DIRECTIVE: Repeat all entries exactly.

Records excerpted from a collection:
* * * * *
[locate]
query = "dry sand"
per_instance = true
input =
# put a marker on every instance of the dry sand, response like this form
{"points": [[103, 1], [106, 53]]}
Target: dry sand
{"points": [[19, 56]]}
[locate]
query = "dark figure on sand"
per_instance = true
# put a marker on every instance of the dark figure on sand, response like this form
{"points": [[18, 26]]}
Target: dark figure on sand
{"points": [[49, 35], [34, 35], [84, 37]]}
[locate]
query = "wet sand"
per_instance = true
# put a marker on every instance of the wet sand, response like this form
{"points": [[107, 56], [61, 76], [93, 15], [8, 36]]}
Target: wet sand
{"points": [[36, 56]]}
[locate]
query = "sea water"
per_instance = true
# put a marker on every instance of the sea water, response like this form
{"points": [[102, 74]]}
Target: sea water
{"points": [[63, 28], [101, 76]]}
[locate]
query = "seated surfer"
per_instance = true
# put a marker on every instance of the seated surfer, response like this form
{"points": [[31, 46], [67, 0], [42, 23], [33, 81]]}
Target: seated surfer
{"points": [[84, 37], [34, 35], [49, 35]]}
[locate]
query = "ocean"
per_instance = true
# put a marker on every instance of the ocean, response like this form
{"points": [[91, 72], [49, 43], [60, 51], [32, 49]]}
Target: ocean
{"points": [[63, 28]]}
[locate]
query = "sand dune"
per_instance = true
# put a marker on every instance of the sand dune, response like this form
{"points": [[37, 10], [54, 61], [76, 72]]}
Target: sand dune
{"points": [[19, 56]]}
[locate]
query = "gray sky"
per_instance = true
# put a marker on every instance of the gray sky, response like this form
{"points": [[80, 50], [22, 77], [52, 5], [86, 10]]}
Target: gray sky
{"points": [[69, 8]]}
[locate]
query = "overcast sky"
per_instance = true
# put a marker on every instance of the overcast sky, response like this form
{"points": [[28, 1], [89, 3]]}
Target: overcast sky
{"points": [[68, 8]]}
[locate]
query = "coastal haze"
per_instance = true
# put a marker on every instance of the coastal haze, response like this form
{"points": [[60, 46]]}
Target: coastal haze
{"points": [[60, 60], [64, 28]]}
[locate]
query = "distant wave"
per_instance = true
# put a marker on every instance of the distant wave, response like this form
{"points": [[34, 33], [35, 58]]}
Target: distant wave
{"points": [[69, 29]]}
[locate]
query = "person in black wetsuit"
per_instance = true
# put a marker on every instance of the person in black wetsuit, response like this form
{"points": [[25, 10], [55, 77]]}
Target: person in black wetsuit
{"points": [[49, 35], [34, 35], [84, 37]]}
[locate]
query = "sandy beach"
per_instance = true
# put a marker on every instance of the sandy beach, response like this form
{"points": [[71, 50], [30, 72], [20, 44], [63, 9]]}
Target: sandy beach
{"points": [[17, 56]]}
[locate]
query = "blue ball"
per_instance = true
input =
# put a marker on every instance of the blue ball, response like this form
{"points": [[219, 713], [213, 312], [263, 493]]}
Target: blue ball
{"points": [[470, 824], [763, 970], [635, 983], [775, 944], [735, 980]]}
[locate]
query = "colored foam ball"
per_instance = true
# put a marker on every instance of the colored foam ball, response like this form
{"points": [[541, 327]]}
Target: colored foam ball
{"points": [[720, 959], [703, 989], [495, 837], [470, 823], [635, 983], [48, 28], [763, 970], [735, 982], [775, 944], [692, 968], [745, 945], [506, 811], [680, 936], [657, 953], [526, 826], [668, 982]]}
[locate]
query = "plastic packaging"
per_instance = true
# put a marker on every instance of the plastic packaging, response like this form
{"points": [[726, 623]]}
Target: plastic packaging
* * * * *
REPLY TO THE TASK:
[locate]
query = "dry sand"
per_instance = true
input =
# put a marker on every instance of the dry sand, response like this form
{"points": [[103, 1], [106, 53]]}
Target: dry sand
{"points": [[19, 56]]}
[locate]
query = "dark figure on sand"
per_instance = true
# put a marker on every instance of the dark figure on sand, response like this form
{"points": [[18, 26]]}
Target: dark figure on sand
{"points": [[49, 35], [34, 35], [84, 37]]}
[locate]
query = "wet sand"
per_instance = true
# put a marker on every instance of the wet sand, response like this form
{"points": [[107, 56], [61, 76], [93, 15], [8, 36]]}
Target: wet sand
{"points": [[36, 56]]}
[locate]
query = "sea water"
per_instance = true
# put a marker on every instance of the sea water, response like this form
{"points": [[102, 74]]}
Target: sea water
{"points": [[63, 28], [101, 76]]}
[locate]
query = "seated surfer"
per_instance = true
# put a marker on every instance of the seated surfer, response like this form
{"points": [[31, 46], [67, 0], [42, 23], [33, 81]]}
Target: seated surfer
{"points": [[84, 37], [34, 35], [49, 35]]}
[locate]
query = "ocean"
per_instance = true
# put a marker on every instance of the ocean, response like this form
{"points": [[91, 72], [49, 43], [60, 51], [32, 49]]}
Target: ocean
{"points": [[63, 28]]}
[locate]
query = "sand dune"
per_instance = true
# put a marker on every instance of the sand dune, response like this form
{"points": [[37, 10], [54, 61], [76, 72]]}
Target: sand dune
{"points": [[19, 56]]}
[locate]
query = "gray sky"
per_instance = true
# put a marker on every instance of the gray sky, response like this form
{"points": [[80, 50], [22, 77], [52, 5], [86, 10]]}
Target: gray sky
{"points": [[69, 8]]}
[locate]
query = "overcast sky"
per_instance = true
# put a marker on every instance of the overcast sky, response like this form
{"points": [[28, 1], [89, 3]]}
Target: overcast sky
{"points": [[68, 8]]}
[locate]
query = "coastal haze"
per_instance = true
# put a marker on every instance of the coastal haze, response like this form
{"points": [[60, 46]]}
Target: coastal haze
{"points": [[60, 60], [64, 28]]}
[locate]
query = "distant wave"
per_instance = true
# put a marker on every instance of the distant wave, response like this form
{"points": [[34, 33], [35, 58]]}
Target: distant wave
{"points": [[69, 29]]}
[locate]
query = "person in black wetsuit"
per_instance = true
# put a marker on every instance of the person in black wetsuit, response like this form
{"points": [[25, 10], [55, 77]]}
Target: person in black wetsuit
{"points": [[49, 35], [34, 35], [84, 37]]}
[locate]
query = "sandy beach"
per_instance = true
# put a marker on every instance of the sandy beach, response like this form
{"points": [[71, 50], [30, 72], [20, 44], [63, 9]]}
Target: sandy beach
{"points": [[17, 56]]}
[locate]
query = "blue ball"
per_instance = true
input =
# put a marker on every instance of the blue ball, response like this form
{"points": [[219, 713], [213, 312], [263, 493]]}
Target: blue ball
{"points": [[470, 824], [763, 970], [635, 983], [775, 944], [735, 980]]}
[locate]
query = "colored foam ball"
per_instance = true
# put a marker on every instance of the colored foam ball, response like this form
{"points": [[541, 327]]}
Target: colored foam ball
{"points": [[720, 959], [703, 989], [495, 837], [470, 823], [635, 983], [48, 28], [763, 970], [735, 982], [775, 944], [692, 968], [745, 945], [506, 811], [680, 936], [657, 953], [526, 826], [668, 982]]}
[locate]
query = "plastic packaging"
per_instance = true
# put a marker on every instance of the plastic packaging, response like this form
{"points": [[726, 623]]}
Target: plastic packaging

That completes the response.